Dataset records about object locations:
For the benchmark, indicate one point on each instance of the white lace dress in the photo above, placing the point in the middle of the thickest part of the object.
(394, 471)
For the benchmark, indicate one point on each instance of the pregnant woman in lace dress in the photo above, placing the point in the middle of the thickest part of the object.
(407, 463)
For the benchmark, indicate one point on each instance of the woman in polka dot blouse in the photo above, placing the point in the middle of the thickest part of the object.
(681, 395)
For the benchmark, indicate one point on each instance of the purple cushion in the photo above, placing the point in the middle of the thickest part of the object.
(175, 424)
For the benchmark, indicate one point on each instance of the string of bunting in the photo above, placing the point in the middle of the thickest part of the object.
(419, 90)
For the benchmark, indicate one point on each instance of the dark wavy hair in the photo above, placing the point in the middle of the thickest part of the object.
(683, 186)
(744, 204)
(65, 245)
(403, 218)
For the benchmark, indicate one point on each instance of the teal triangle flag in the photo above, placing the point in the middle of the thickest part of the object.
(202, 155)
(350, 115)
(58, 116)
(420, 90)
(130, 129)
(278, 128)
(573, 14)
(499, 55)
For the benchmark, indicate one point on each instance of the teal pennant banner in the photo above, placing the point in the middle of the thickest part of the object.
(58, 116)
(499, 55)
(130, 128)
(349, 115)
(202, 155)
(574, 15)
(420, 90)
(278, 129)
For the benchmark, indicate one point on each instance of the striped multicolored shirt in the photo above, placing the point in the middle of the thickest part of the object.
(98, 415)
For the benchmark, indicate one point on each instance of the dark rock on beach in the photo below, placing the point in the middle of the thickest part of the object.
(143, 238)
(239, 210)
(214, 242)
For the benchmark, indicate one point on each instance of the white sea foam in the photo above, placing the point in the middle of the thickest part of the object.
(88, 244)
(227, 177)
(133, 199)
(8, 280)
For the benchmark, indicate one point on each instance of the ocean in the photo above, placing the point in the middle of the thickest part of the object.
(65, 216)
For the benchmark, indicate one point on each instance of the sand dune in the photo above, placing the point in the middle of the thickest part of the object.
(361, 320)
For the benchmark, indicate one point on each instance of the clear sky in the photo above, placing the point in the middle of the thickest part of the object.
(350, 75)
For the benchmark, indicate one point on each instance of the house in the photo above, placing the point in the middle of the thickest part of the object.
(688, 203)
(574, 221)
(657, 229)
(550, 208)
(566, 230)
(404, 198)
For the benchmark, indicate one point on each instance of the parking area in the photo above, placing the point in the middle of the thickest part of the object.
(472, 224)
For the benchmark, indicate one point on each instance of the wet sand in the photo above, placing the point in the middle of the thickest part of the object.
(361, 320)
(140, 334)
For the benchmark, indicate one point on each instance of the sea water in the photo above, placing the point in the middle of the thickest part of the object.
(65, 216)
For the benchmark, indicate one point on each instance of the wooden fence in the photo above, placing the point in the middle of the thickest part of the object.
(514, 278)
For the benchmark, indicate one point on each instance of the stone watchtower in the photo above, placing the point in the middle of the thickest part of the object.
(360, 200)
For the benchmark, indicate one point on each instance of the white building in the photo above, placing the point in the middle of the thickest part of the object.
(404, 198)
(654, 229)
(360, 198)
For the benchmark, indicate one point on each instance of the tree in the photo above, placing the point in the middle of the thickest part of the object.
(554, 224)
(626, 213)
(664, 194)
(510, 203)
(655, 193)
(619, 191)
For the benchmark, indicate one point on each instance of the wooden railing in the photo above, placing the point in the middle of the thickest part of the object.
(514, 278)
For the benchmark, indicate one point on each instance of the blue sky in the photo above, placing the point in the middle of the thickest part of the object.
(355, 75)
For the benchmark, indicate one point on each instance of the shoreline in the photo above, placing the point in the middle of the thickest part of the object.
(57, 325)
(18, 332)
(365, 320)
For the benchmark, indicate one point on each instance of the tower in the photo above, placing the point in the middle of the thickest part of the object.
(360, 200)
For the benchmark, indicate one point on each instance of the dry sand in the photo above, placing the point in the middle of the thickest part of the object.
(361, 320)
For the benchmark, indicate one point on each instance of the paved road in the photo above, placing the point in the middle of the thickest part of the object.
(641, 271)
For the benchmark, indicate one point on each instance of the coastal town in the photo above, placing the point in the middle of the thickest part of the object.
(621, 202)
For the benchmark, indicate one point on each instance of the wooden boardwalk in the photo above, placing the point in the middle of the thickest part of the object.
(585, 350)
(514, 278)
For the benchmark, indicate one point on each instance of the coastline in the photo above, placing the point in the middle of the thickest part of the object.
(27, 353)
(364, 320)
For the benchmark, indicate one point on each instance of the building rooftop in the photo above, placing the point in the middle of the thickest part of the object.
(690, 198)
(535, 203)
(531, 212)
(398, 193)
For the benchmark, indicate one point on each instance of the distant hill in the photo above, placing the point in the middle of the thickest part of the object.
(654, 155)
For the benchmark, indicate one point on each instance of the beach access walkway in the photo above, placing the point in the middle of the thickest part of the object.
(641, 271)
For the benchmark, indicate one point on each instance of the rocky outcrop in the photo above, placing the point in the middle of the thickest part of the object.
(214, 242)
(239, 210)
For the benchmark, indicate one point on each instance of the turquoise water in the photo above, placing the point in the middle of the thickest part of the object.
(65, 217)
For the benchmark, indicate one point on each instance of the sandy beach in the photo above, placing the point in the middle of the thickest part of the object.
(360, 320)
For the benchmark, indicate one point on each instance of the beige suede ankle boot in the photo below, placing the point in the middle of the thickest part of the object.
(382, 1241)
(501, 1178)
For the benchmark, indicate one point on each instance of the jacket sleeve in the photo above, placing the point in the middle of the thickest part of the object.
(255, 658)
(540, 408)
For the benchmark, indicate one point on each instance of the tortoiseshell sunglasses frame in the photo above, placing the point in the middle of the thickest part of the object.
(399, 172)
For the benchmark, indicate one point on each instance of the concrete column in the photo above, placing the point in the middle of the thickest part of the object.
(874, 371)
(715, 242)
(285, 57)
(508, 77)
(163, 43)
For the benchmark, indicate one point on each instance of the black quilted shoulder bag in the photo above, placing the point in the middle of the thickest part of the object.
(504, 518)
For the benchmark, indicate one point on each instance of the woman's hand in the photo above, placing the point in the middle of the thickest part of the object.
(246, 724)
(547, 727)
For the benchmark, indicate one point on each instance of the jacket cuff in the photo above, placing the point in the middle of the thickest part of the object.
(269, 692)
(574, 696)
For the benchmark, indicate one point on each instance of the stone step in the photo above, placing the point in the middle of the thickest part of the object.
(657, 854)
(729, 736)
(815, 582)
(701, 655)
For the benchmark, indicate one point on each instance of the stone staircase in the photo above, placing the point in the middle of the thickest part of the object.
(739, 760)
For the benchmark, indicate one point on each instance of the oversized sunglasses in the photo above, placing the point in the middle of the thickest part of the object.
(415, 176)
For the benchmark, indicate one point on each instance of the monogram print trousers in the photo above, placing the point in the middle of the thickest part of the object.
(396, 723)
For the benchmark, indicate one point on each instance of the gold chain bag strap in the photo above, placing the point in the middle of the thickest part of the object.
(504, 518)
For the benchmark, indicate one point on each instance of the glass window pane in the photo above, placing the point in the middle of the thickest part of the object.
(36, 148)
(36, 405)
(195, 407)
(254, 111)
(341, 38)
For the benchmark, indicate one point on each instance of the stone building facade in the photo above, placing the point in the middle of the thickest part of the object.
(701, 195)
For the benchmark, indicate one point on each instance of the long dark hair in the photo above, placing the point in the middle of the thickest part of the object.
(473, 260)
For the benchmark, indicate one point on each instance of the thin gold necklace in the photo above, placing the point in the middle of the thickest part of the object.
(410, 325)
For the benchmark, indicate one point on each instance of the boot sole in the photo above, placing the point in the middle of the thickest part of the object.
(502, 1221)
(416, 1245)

Task objective: Repeat each of the entries above precisely as given.

The solution:
For the benchmark, indicate one point on each instance of the white lace dress in the photo above, placing the point in the middle of the thickest part of the object.
(394, 471)
For the benchmark, indicate one point on each instance of the pregnant woman in lace dress in the photo above, placing the point in the middle of the thickest part of the object.
(407, 463)
For the benchmark, indicate one point on each instance of the woman in polka dot blouse in the photo above, placing the point in the middle of the thickest part of the object.
(681, 395)
For the benchmark, indicate one point on each instance of the purple cushion in the photo above, placing the point in the middle of the thickest part of the object.
(175, 424)
For the benchmark, indicate one point on each instance of the string of bunting in the photo above, placing the point in the middle of the thickest part of the object.
(419, 90)
For the benchmark, indicate one point on each instance of the dark wavy hair in the photo above, placing the point in the middle of the thickest part of the object.
(683, 186)
(744, 204)
(65, 245)
(403, 218)
For the benchmark, indicate one point on each instance of the teal triangle flag in the photo above, placing the point in the middle of the thickest part of the object.
(202, 155)
(350, 115)
(58, 116)
(420, 90)
(130, 129)
(278, 128)
(573, 14)
(499, 55)
For the benchmark, indicate one point on each instance of the teal pennant banner in the photo above, placing the point in the middle of the thickest part of the object.
(58, 116)
(499, 55)
(130, 128)
(349, 115)
(202, 155)
(574, 15)
(420, 90)
(278, 129)
For the benchmark, indicate one point on each instance of the striped multicolored shirt in the photo above, placing the point in the middle of the thickest part of the object.
(98, 415)
For the benchmark, indicate one point on each instance of the dark rock on beach in the photo below, placing the point in the middle of the thickest part of the object.
(143, 238)
(239, 210)
(214, 242)
For the benchmark, indicate one point on each instance of the white sea foam in the photo above, placing the point in the middle of the thickest part of the object.
(88, 244)
(227, 177)
(133, 199)
(8, 280)
For the benchmark, indicate one point on each instance of the ocean in the photo above, placing the point in the middle of the thickest part of the object.
(65, 216)
For the benchmark, indicate one point on each instance of the sand dune in the photo above, placing the point in the middle of the thickest part of the object.
(361, 320)
For the benchmark, indicate one point on each instance of the clear sky in the photo above, placing the point in the middle of the thickest part of the object.
(350, 75)
For the benchmark, indicate one point on each instance of the house in the photo above, placing the point in the middle of the thickest part of the object.
(688, 203)
(574, 221)
(657, 229)
(550, 208)
(566, 230)
(404, 198)
For the benchmark, indicate one point on each instance of the parking area in the photo above, placing the point in the middle of the thickest part of the object.
(472, 224)
For the benchmark, indicate one point on each instance of the wet sand in the photo above, placing the point in the middle of the thickest part of the object.
(361, 320)
(140, 334)
For the benchmark, indicate one point on each instance of the sea water in the photo above, placing the point in the middle of the thickest part of the object.
(65, 216)
For the benchmark, indicate one point on each instance of the wooden fence in the photo above, placing the point in the middle of the thickest part of the object.
(514, 278)
For the benchmark, indicate one point on each instance of the stone watchtower in the photo above, placing the point in the middle of the thickest part of the object.
(360, 200)
For the benchmark, indicate one point on each instance of the white building in the photo above, placing the point in the middle of the thickest part of the object.
(404, 198)
(654, 229)
(360, 198)
For the benchmark, indicate one point on each instance of the tree in the photo above, placing the point in the middle of the thickest part of the object.
(554, 224)
(626, 213)
(664, 194)
(510, 203)
(655, 193)
(619, 191)
For the benchmark, indicate one point on each instance of the wooden railing in the photo above, placing the point in the middle of the thickest part of the object.
(514, 278)
For the benchmark, indicate one point on each instance of the blue sky in the photo above, placing the point in the middle of the thickest part of the object.
(355, 75)
For the benchmark, indicate one point on each instance of the shoreline in the photo above, placing the point in the middle of the thickest part of the object.
(57, 325)
(18, 332)
(365, 320)
For the benchmark, indicate one point on each instance of the tower in the photo above, placing the point in the middle of the thickest part of the object.
(360, 200)
For the benchmark, indicate one point on each instance of the dry sand in the photo above, placing the point in the middle of the thickest part of the object.
(361, 320)
For the benchmark, indicate one point on each instance of the paved road in the photo above, placing the point in the middle of the thickest part of the object.
(641, 271)
For the benchmark, indicate one point on each instance of the coastal town in the photo above, placing the point in the middle of the thickest part of the object.
(621, 202)
For the benchmark, indicate one point on each instance of the wooden boardwalk in the photo above, placing the point in the middle of the thickest part of the object.
(585, 350)
(514, 278)
For the benchmark, indicate one point on each instance of the coastline in the photo above, placing the point in the middle of the thickest part of the object.
(27, 353)
(364, 320)
For the benchmark, indicate one point on each instance of the building rooftop in the photo above, placing the point in the middle of the thickest part of the object.
(690, 198)
(535, 203)
(531, 212)
(398, 193)
For the benchmark, indicate one point on each instance of the distant hill in the photo above, placing the point in the middle of the thickest part of the object.
(654, 155)
For the benchmark, indicate one point on each instance of the beach access walkway in the photo above, placing the point in the middle of the thickest part of the object.
(641, 271)
For the benchmark, indicate one point on each instance of the rocky outcrop in the photo above, placing the point in the middle of the thickest part of the object.
(214, 242)
(239, 210)
For the benchmark, indicate one point on each instance of the turquoise water in the photo above, placing the point in the middle of the thickest part of the object.
(65, 217)
For the benchmark, indicate one point on each instance of the sandy beach in the photo above, placing the point in the middle of the thickest part of the object.
(360, 320)
For the benchmark, indicate one point on each instance of the beige suede ankle boot in the photo below, placing the point in the middle of the thickest part of the object.
(382, 1241)
(501, 1178)
For the benchmark, indicate one point on each instance of the jacket sleeve in the photo above, placing the point in the middle of the thickest part of the object.
(255, 658)
(540, 408)
For the benchmark, indicate one point on each instance of the tortoiseshell sunglasses frame in the photo above, placing the point in the middle of the thickest part of the object.
(399, 172)
For the benchmark, indicate one point on each instance of the concrete column in the photo above, placing the point in the middle of the thickest part of the object.
(874, 371)
(715, 242)
(285, 57)
(508, 77)
(163, 43)
For the benchmark, indicate one point on each instance of the black quilted shoulder bag in the photo above, placing the point in the middle of the thickest part of the object.
(504, 518)
For the benchmark, indicate one point on each instance of the woman's hand in the photo above, placing the point in the middle of the thickest part of the object.
(246, 724)
(547, 727)
For the benchmark, indicate one point on each instance of the jacket cuff in the photo above, placing the point in the middle of the thickest part of the object.
(269, 692)
(574, 696)
For the benchmark, indicate one point on each instance of the stone step in the photo above, placing the point in the middle of the thickest part of the object.
(657, 854)
(729, 736)
(815, 582)
(701, 655)
For the benchmark, indicate one point on each instance of the stone staircase in the photo above, placing the point in the middle of the thickest part of the object.
(739, 760)
For the benchmark, indicate one point on each instance of the oversized sunglasses in the photo above, placing the point in the middle of the thickest part of the object.
(415, 176)
For the benchmark, indicate one point on each instance of the monogram print trousers in the photo above, placing the point in the middle of the thickest part of the object.
(396, 723)
For the benchmark, indicate one point on each instance of the gold chain bag strap in the photo above, placing the point in the middle of the thickest part of the object.
(504, 518)
For the benchmark, indicate one point on each instance of the glass window pane in the photo above, placing the point in the middle of the thickest part of the object.
(36, 148)
(36, 405)
(195, 407)
(254, 111)
(341, 38)
For the benchmark, indicate one point on each instance of the stone building facade in the photo above, placing the point in the middle of the thickest part of the object.
(701, 195)
For the benchmark, indicate one point on each instance of the long dark hair in the photo above, placing the point in the middle of the thickest part of the object.
(473, 260)
For the benchmark, indicate one point on each instance of the thin gold necklace in the photo above, placing the point in the middle of the thickest part of the object.
(410, 325)
For the benchmark, indicate one point on each instance of the boot sole in the photo above, placing the point in the middle of the thickest part of the object.
(502, 1221)
(416, 1245)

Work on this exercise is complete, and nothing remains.